▶ Given task
Using the forum thread about the Kahr PM9, decide whether each statement agrees with it, answering yes or no and quoting the words that decide it. 1. The first poster has put about 330 rounds through the PM9. 2. SaltyDog already has a PM9 in hand. 3. hackbart's wife has a carry permit.

▶ Page text
_ _ _ _

# Like'n my new Kahr PM9



## beretta-neo (Mar 11, 2009)

Took my Kahr PM9 out for its 2nd spin. Have about 330 rounds thru it now. I really like it. It has been 100%.

I'm up to 4 mags for it. I hope to get a couple more.

That little sucker does have some kick, however. I only shot a little over 100 rounds today. After a while, ya start to get a flinch. But, its very accurate for its size. Great little gun.


----------



## SaltyDog (Jan 1, 2009)

I'm jealous :mrgreen: - still waiting for my PM9 to be shipped.


----------



## beretta-neo (Mar 11, 2009)

If I can find a pocket holster already made to fit that crimson trace laser, I'd buy one for my PM9


----------



## hackbart (May 24, 2009)

I like mine. 1500 rounds and no problems. :smt023

It's the only auto I've found that fits my wife's small hands, so since she got her carry permit I don't get to use it much. I might have to get another one. It's a handy little pocket gun.


----------



## Sureshot45 (Jul 3, 2008)

*+1*

I just took mine to the range again today. Love it, love it, love it. It's a little snappy, but its a very small handgun in a bona fide self-defense caliber, so I can accept that.


----------

_ _ _ _

▶ Extracted entries

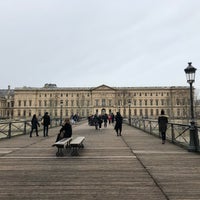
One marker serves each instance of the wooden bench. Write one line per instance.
(76, 144)
(61, 144)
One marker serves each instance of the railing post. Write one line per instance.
(9, 129)
(24, 127)
(172, 133)
(150, 128)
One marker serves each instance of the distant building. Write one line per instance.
(136, 101)
(6, 103)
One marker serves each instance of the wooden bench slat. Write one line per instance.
(77, 140)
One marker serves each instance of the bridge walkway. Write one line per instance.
(134, 166)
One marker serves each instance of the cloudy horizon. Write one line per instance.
(119, 43)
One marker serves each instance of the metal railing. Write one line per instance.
(176, 133)
(9, 129)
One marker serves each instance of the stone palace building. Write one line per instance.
(22, 103)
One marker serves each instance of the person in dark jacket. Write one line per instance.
(162, 123)
(46, 122)
(118, 124)
(65, 131)
(34, 125)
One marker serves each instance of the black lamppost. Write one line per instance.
(194, 140)
(61, 106)
(129, 112)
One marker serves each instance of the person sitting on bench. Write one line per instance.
(65, 131)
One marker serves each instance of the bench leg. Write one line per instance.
(74, 151)
(59, 152)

_ _ _ _

▶ The output
1. Yes: "Have about 330 rounds thru it now."
2. No: "still waiting for my PM9 to be shipped."
3. Yes: "since she got her carry permit"